======== Supplied passage
Dennis: I don't want to let you off the hook, and the background you had in where you were as a man with all your past and your tendency toward sin in this area, but I've heard you make a comment about the dress of women at church.

Fred: Yes.  I had a man come up to me recently.  He's in a drug abuse program, a drug treatment program, and he's just learning about controlling his own life, just learning about God himself, and he walked up to me and said, "You know, I'm really wanting to learn about God, but it makes it so difficult in church when the women wear what they wear."  He said, "You know, there's the women wearing all the tight clothes, the tight sweaters, trying to look as attractive as they can, and it just drives me crazy, and I can't keep my eyes off them even when I'm sitting in church."  And he was just frustrated, he was angry at women for doing that.

Dennis: You know, I want to underline that, and I don't want to appear to be picking on women at this point because …

Bob: … we've got our issues.

Dennis: We have our own issues, that's right, Bob.  We are responsible for our own choices.

Bob: That's right.

Dennis: But there is a reason why the Apostle Peter admonished women to dress modestly, and I really fear today we have lost all semblance of modesty in our dress and, trust me, I'm speaking from experience here.  I have four daughters, and we've been in a process of raising them in a culture that has increasingly lost its sense of modesty.  It is not easy today to call them to a sense of righteousness.  But I think women need to be strong in terms of how they dress, first of all, and, secondly, calling their daughters to modest clothing and turning men's hearts rather than turning men's heads.
================
======== Data records
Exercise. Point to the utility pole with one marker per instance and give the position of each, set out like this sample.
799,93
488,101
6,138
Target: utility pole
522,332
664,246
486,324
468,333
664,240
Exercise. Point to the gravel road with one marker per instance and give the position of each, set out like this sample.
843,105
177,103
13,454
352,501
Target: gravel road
================
Work to be completed:
Write out the stretch of the conversation about women's dress at church from "Bob: … we've got" through "turning men's heads.", word for word. Leave the records aside; nothing here depends on them.

Result:
Bob: … we've got our issues.

Dennis: We have our own issues, that's right, Bob.  We are responsible for our own choices.

Bob: That's right.

Dennis: But there is a reason why the Apostle Peter admonished women to dress modestly, and I really fear today we have lost all semblance of modesty in our dress and, trust me, I'm speaking from experience here.  I have four daughters, and we've been in a process of raising them in a culture that has increasingly lost its sense of modesty.  It is not easy today to call them to a sense of righteousness.  But I think women need to be strong in terms of how they dress, first of all, and, secondly, calling their daughters to modest clothing and turning men's hearts rather than turning men's heads.